**Required tasks:**
1. Write out the entire kal va-chomer discussion thread verbatim, with nothing added or left out.
2. Extract each line of the records containing the word "concrete". Treat uppercase and lowercase as distinct.

**Supplied passage:**
__________

For a very long time I’ve been looking for an example of a kal va-chomer of the first type that is the grandson of a kal va-chomer of the second type. Not simple.

Nargan Mitlahem (2020-07-07)

The end has come, the end has come to your searching, Shveik; it has awakened against you, behold it comes.
A. If one has the peace of mind to write a very substantial comment, then all the more so, by a kal va-chomer of the second type, one has the peace of mind to write a somewhat substantial comment.
B. And along the way we learn that he is not concerned about his flour — that people will see his messages as sloppy (for otherwise there is no kal va-chomer).
C. If one has the peace of mind to write a somewhat substantial comment, then all the more so, by a kal va-chomer of the first type, one has the peace of mind to write a joking comment (and analyze it carefully, for these are two axes, etc.).
So C is a kal va-chomer of the first type, son of B, which is a general principle, grandson of A, a kal va-chomer of the second type. It turned out very simple.

Michi (2020-07-07)

1. Because these are different categories, not a quantitative difference. See my article that I linked to.
2. I explained. It is a question of the institution involved. There is an institution that is meant to determine whether the judge is fit to serve as a judge or not. But it is not authorized to punish a judge who has gone astray. Those are different roles.
3. I didn’t understand.
4. It has the same pattern as kal va-chomer.

Michi (2020-07-07)

Shveik, I didn’t understand. What is the problem with finding such a case? Take, for example, the kal va-chomer from an ox to a pit (“Just as an ox, whose initial creation was not for damage, is liable, so a pit, whose initial creation was for damage — is it not logical that it should be liable?”). Then derive a kal va-chomer from opening a pit to digging a pit.

Daniel Koren (2020-07-07)

More power to our dear Rabbi Michi 🙂
Your words are sharp as goads (as is your sacred custom).
I would like a bit of clarification on something that is unclear to me…
Two points:
A) I understood that you interpreted the Mekhilta to mean that it too maintains that in a case of “within two hundred is one hundred,” one may indeed derive liability.

__________

**Dataset records:**

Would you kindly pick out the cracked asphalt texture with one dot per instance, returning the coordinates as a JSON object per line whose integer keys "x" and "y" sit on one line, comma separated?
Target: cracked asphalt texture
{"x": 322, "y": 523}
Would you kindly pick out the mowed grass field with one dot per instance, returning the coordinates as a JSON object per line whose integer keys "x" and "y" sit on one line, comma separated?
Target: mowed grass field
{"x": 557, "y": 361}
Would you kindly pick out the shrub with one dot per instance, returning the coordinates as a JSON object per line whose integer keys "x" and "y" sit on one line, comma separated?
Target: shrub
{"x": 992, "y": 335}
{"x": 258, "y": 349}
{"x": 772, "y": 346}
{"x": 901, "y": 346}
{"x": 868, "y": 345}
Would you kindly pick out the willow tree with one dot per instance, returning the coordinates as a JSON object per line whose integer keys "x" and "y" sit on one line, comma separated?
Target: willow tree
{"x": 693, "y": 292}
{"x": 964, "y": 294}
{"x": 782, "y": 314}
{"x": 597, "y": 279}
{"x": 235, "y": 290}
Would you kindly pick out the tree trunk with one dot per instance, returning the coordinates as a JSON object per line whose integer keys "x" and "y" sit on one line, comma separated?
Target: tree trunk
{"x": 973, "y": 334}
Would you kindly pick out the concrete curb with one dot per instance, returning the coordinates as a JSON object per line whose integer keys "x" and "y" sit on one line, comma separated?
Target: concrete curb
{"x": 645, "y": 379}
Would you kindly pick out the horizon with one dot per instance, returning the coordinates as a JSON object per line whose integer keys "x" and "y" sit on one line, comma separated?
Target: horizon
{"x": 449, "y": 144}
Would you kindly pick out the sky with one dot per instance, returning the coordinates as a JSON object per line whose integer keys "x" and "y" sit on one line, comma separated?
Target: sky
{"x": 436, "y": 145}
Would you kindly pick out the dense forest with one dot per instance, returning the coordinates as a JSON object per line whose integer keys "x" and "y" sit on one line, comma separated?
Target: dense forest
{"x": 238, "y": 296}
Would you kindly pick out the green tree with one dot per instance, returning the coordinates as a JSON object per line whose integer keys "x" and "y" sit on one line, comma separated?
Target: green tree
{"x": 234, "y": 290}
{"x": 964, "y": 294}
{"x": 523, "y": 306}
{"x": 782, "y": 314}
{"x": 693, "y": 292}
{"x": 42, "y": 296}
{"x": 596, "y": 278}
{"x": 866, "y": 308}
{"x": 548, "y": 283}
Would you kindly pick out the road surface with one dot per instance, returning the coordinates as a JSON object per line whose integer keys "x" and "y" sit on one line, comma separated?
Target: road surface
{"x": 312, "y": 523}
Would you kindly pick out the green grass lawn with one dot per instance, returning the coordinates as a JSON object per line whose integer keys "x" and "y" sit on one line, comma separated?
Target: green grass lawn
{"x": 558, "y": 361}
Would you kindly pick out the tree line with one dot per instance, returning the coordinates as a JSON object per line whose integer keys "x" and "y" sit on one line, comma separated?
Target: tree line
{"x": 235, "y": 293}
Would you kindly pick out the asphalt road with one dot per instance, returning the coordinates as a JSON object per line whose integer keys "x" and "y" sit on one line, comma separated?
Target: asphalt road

__________

**Responses in order:**
1.
For a very long time I’ve been looking for an example of a kal va-chomer of the first type that is the grandson of a kal va-chomer of the second type. Not simple.

Nargan Mitlahem (2020-07-07)

The end has come, the end has come to your searching, Shveik; it has awakened against you, behold it comes.
A. If one has the peace of mind to write a very substantial comment, then all the more so, by a kal va-chomer of the second type, one has the peace of mind to write a somewhat substantial comment.
B. And along the way we learn that he is not concerned about his flour — that people will see his messages as sloppy (for otherwise there is no kal va-chomer).
C. If one has the peace of mind to write a somewhat substantial comment, then all the more so, by a kal va-chomer of the first type, one has the peace of mind to write a joking comment (and analyze it carefully, for these are two axes, etc.).
So C is a kal va-chomer of the first type, son of B, which is a general principle, grandson of A, a kal va-chomer of the second type. It turned out very simple.

Michi (2020-07-07)

1. Because these are different categories, not a quantitative difference. See my article that I linked to.
2. I explained. It is a question of the institution involved. There is an institution that is meant to determine whether the judge is fit to serve as a judge or not. But it is not authorized to punish a judge who has gone astray. Those are different roles.
3. I didn’t understand.
4. It has the same pattern as kal va-chomer.

Michi (2020-07-07)

Shveik, I didn’t understand. What is the problem with finding such a case? Take, for example, the kal va-chomer from an ox to a pit (“Just as an ox, whose initial creation was not for damage, is liable, so a pit, whose initial creation was for damage — is it not logical that it should be liable?”). Then derive a kal va-chomer from opening a pit to digging a pit.

Daniel Koren (2020-07-07)

More power to our dear Rabbi Michi 🙂
Your words are sharp as goads (as is your sacred custom).
I would like a bit of clarification on something that is unclear to me…
Two points:
A) I understood that you interpreted the Mekhilta to mean that it too maintains that in a case of “within two hundred is one hundred,” one may indeed derive liability.

2.
Would you kindly pick out the concrete curb with one dot per instance, returning the coordinates as a JSON object per line whose integer keys "x" and "y" sit on one line, comma separated?
Target: concrete curb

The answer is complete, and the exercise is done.